#### REQUIRED ACTION
The lines from the one holding "One marker serves each instance of the second" to the end of the records below, exactly as written, are the only thing to return.

#### RECORD SET
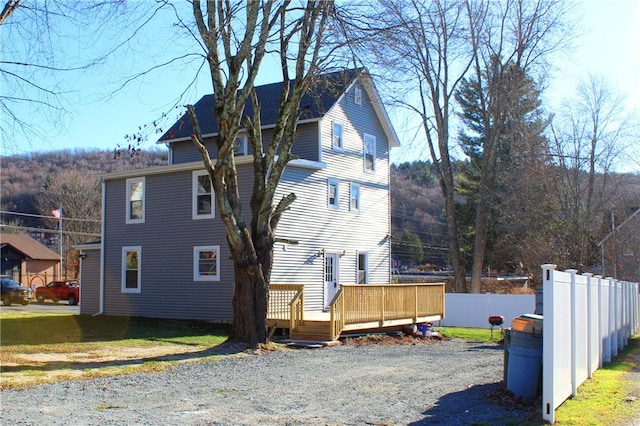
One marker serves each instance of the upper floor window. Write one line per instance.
(363, 268)
(357, 95)
(135, 200)
(354, 197)
(241, 147)
(131, 269)
(203, 201)
(369, 153)
(333, 188)
(337, 142)
(206, 263)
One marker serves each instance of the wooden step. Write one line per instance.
(313, 330)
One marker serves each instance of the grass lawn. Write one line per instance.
(38, 348)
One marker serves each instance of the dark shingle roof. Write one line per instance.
(314, 104)
(29, 247)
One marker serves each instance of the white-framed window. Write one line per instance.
(369, 153)
(333, 192)
(241, 147)
(203, 204)
(362, 268)
(336, 140)
(131, 269)
(357, 95)
(135, 200)
(354, 197)
(206, 263)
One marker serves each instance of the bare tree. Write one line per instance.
(589, 134)
(235, 37)
(429, 42)
(517, 39)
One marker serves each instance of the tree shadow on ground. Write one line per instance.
(488, 404)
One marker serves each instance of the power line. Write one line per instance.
(49, 217)
(49, 231)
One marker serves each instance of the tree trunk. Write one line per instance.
(249, 305)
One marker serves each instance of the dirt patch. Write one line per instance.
(392, 339)
(24, 369)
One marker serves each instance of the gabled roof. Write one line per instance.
(313, 106)
(28, 247)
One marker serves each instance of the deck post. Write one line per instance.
(382, 294)
(415, 303)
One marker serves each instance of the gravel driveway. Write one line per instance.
(444, 382)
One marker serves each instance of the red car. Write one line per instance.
(59, 290)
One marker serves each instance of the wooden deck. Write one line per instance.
(354, 307)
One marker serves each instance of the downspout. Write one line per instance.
(102, 234)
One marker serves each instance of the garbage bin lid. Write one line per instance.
(531, 323)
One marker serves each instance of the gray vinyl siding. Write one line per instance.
(167, 238)
(169, 234)
(90, 283)
(316, 226)
(305, 147)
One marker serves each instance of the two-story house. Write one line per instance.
(163, 251)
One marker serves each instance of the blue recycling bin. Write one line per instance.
(524, 369)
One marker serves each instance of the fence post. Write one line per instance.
(574, 334)
(613, 337)
(548, 360)
(590, 323)
(600, 321)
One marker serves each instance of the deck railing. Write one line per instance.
(364, 306)
(337, 314)
(286, 305)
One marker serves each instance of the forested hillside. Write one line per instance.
(537, 218)
(33, 184)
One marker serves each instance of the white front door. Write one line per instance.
(330, 277)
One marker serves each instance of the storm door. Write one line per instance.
(330, 277)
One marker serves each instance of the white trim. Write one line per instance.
(196, 263)
(129, 182)
(123, 266)
(102, 255)
(336, 183)
(158, 170)
(195, 185)
(307, 164)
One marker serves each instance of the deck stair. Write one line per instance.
(313, 330)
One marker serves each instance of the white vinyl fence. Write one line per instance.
(587, 320)
(474, 310)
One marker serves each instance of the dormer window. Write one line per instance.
(357, 95)
(369, 153)
(337, 141)
(202, 196)
(135, 200)
(241, 147)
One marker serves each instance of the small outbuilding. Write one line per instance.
(27, 261)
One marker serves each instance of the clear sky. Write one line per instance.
(608, 45)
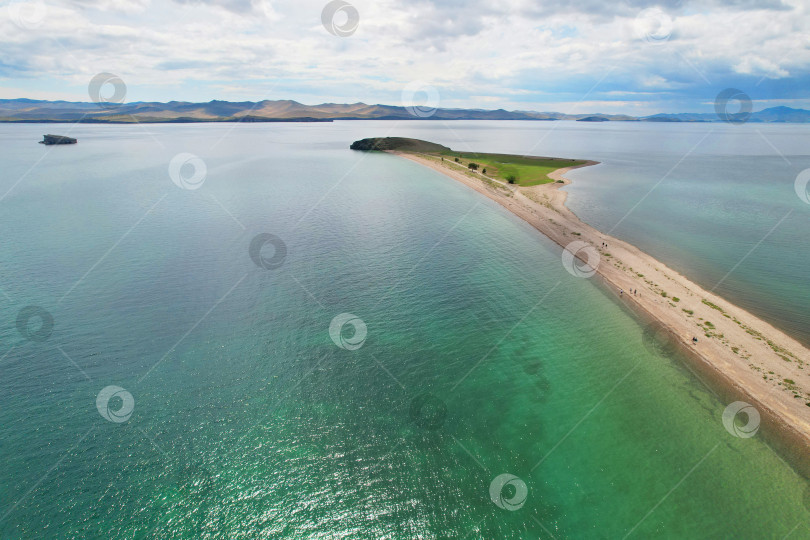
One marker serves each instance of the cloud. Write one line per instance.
(554, 51)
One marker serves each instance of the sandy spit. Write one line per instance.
(738, 356)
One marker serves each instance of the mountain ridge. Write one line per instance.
(26, 110)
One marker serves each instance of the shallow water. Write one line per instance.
(483, 356)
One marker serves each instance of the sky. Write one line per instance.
(635, 57)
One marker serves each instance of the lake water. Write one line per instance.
(482, 356)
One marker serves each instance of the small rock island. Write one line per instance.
(397, 143)
(57, 139)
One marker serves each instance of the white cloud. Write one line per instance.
(466, 49)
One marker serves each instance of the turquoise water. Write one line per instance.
(483, 356)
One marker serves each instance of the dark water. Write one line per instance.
(482, 356)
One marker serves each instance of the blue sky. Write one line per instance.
(637, 56)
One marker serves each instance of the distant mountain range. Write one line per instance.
(28, 110)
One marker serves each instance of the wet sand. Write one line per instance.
(738, 356)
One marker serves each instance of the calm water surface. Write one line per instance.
(483, 356)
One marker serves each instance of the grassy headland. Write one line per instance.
(740, 356)
(523, 171)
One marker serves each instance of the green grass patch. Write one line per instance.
(524, 171)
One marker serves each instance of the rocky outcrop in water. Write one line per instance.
(57, 139)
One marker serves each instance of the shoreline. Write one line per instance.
(743, 357)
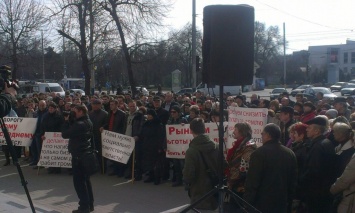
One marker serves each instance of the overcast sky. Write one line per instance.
(308, 22)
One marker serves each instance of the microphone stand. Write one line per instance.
(221, 189)
(15, 161)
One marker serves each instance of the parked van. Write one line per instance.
(214, 91)
(48, 87)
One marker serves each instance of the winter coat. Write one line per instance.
(52, 122)
(345, 184)
(238, 158)
(152, 139)
(344, 154)
(79, 134)
(319, 173)
(308, 116)
(271, 178)
(119, 122)
(99, 119)
(195, 174)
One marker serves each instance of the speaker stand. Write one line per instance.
(221, 189)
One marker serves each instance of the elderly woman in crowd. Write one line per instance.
(238, 158)
(344, 136)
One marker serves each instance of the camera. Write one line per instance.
(5, 77)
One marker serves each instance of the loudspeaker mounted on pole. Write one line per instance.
(228, 45)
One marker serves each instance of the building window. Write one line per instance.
(353, 57)
(346, 58)
(345, 70)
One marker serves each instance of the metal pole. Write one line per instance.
(92, 80)
(193, 43)
(284, 55)
(44, 77)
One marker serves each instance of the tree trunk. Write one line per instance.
(124, 48)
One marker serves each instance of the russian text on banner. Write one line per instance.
(21, 130)
(256, 117)
(178, 138)
(116, 146)
(55, 151)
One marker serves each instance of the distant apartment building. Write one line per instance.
(333, 62)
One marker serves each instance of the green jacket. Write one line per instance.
(195, 172)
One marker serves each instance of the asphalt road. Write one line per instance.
(55, 193)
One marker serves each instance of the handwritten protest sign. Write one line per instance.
(55, 151)
(116, 146)
(21, 130)
(179, 137)
(257, 118)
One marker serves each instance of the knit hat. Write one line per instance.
(332, 113)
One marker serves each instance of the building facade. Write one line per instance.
(332, 63)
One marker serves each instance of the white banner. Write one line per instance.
(21, 130)
(55, 151)
(256, 117)
(116, 146)
(179, 138)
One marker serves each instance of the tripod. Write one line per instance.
(15, 161)
(221, 189)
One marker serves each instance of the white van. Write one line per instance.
(214, 91)
(48, 87)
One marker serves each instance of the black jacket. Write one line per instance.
(79, 134)
(319, 171)
(119, 122)
(51, 122)
(99, 119)
(163, 115)
(272, 178)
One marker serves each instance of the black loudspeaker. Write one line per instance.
(228, 45)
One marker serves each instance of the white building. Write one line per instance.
(335, 60)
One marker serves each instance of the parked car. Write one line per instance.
(348, 90)
(310, 93)
(275, 93)
(300, 89)
(185, 90)
(338, 86)
(73, 91)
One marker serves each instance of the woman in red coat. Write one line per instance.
(238, 158)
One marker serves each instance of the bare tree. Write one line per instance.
(134, 19)
(19, 19)
(74, 25)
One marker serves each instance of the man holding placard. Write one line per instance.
(80, 134)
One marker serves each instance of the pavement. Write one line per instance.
(55, 193)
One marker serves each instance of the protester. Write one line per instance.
(319, 170)
(79, 134)
(238, 158)
(202, 153)
(272, 174)
(153, 138)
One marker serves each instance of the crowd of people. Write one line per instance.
(304, 165)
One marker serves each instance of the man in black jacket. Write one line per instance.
(98, 116)
(319, 171)
(52, 122)
(272, 174)
(79, 134)
(116, 123)
(134, 122)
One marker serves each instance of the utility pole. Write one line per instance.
(193, 55)
(284, 29)
(92, 80)
(43, 75)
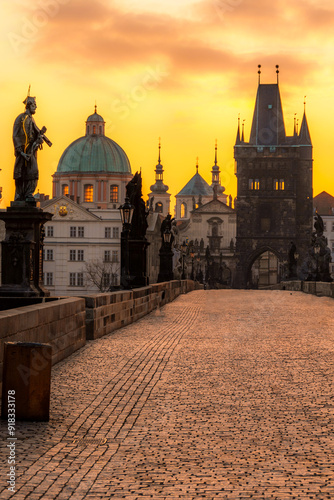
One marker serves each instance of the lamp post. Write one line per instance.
(126, 215)
(316, 253)
(183, 250)
(192, 255)
(166, 257)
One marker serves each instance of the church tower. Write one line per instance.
(159, 198)
(274, 193)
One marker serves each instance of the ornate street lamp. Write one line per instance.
(183, 250)
(126, 215)
(192, 255)
(166, 257)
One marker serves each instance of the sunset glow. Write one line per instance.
(181, 70)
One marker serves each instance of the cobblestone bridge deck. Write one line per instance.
(221, 394)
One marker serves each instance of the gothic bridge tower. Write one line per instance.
(274, 193)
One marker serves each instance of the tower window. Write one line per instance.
(159, 207)
(88, 193)
(113, 194)
(183, 210)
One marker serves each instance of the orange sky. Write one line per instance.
(179, 69)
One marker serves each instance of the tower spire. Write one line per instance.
(237, 141)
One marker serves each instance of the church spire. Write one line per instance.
(304, 134)
(237, 141)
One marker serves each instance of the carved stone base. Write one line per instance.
(22, 252)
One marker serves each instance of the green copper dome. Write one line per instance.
(94, 152)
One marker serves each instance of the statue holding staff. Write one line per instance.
(27, 139)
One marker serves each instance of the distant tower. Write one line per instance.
(274, 194)
(216, 186)
(159, 198)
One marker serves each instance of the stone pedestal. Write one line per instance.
(27, 379)
(22, 251)
(166, 264)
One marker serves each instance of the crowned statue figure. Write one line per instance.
(27, 139)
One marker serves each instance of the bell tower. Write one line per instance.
(274, 192)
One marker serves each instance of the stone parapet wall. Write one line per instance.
(108, 311)
(60, 323)
(320, 288)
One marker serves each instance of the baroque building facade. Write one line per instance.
(82, 241)
(274, 193)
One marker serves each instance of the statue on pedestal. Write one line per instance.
(27, 139)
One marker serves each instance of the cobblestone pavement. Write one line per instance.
(221, 394)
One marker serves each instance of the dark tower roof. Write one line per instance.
(268, 124)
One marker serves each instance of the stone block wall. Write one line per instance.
(60, 323)
(108, 311)
(320, 288)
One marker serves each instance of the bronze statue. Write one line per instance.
(27, 139)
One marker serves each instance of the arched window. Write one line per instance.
(113, 193)
(183, 210)
(158, 207)
(88, 193)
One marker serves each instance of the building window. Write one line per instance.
(88, 193)
(106, 280)
(113, 194)
(48, 279)
(76, 279)
(159, 207)
(49, 254)
(183, 210)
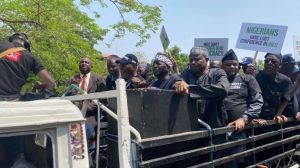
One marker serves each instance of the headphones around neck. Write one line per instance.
(21, 36)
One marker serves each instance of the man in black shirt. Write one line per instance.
(128, 67)
(162, 67)
(244, 100)
(275, 89)
(113, 70)
(209, 86)
(16, 65)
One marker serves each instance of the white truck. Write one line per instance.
(42, 134)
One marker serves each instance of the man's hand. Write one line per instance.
(261, 122)
(250, 69)
(239, 124)
(298, 116)
(297, 80)
(280, 119)
(182, 87)
(138, 82)
(37, 86)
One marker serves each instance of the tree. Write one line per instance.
(61, 34)
(182, 59)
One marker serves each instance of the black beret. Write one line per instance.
(229, 55)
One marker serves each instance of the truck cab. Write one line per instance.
(43, 133)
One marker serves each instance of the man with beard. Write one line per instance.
(275, 89)
(128, 66)
(208, 86)
(16, 63)
(244, 100)
(89, 83)
(162, 67)
(113, 70)
(287, 69)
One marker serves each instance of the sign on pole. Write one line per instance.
(216, 47)
(164, 38)
(261, 37)
(296, 42)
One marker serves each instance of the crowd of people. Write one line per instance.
(229, 92)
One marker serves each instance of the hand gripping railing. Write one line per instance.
(124, 129)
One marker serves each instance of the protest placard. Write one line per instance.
(296, 41)
(261, 37)
(216, 47)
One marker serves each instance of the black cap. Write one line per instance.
(229, 55)
(246, 61)
(288, 59)
(128, 59)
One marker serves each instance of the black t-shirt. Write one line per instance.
(273, 91)
(167, 83)
(15, 68)
(210, 90)
(110, 82)
(243, 92)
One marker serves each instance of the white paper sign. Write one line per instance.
(261, 37)
(216, 47)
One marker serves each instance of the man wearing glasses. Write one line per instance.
(275, 89)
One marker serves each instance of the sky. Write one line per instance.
(186, 20)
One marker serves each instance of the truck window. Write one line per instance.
(22, 150)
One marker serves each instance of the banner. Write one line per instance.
(296, 41)
(216, 47)
(261, 37)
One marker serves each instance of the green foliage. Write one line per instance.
(182, 59)
(61, 34)
(149, 18)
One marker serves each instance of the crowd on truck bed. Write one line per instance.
(229, 92)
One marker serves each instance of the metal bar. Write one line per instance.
(246, 153)
(124, 142)
(273, 158)
(98, 135)
(170, 139)
(192, 153)
(176, 157)
(97, 95)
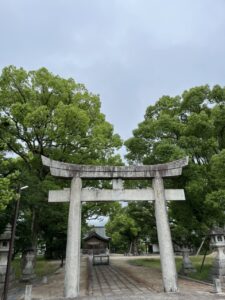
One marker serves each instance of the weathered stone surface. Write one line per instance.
(115, 195)
(72, 268)
(169, 273)
(28, 292)
(27, 265)
(187, 266)
(61, 169)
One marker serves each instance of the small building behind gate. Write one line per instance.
(96, 242)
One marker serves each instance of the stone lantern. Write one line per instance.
(217, 242)
(4, 249)
(28, 264)
(187, 266)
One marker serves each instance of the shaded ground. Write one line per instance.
(119, 280)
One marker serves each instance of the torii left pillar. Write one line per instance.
(72, 267)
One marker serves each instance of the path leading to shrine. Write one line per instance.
(120, 280)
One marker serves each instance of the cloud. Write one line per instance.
(130, 52)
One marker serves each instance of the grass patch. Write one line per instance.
(43, 267)
(196, 260)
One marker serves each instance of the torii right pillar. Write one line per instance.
(169, 273)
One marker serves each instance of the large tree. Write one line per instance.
(192, 124)
(44, 114)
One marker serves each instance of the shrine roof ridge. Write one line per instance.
(62, 169)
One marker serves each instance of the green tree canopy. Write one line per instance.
(191, 124)
(45, 114)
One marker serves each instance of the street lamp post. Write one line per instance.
(6, 283)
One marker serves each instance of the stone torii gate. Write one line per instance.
(75, 195)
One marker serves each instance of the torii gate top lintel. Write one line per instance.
(61, 169)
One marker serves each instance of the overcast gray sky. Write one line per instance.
(130, 52)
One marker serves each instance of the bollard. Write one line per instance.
(217, 286)
(45, 280)
(28, 292)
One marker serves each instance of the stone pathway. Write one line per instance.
(118, 281)
(110, 281)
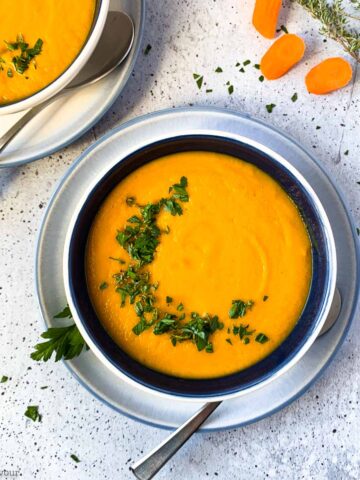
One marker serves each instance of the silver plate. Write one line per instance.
(69, 117)
(105, 153)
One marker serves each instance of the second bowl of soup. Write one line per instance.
(200, 267)
(44, 44)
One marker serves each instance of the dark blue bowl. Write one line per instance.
(294, 346)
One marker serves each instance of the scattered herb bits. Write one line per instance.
(261, 338)
(32, 412)
(239, 308)
(199, 79)
(147, 49)
(270, 107)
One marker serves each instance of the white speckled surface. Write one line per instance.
(316, 437)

#### COMPLETED TASK
One marker serves each instance of the second bowl of soup. Write one line per instance.
(200, 267)
(44, 44)
One marker serves each instance of the dark blue bowl. Write one line per instance.
(294, 346)
One marker serves each instance of the scattered herb bits. Write one line per instance.
(261, 338)
(32, 412)
(239, 308)
(199, 79)
(147, 49)
(270, 107)
One marker serves each instance of the white speckled surface. Write one line per instance.
(316, 437)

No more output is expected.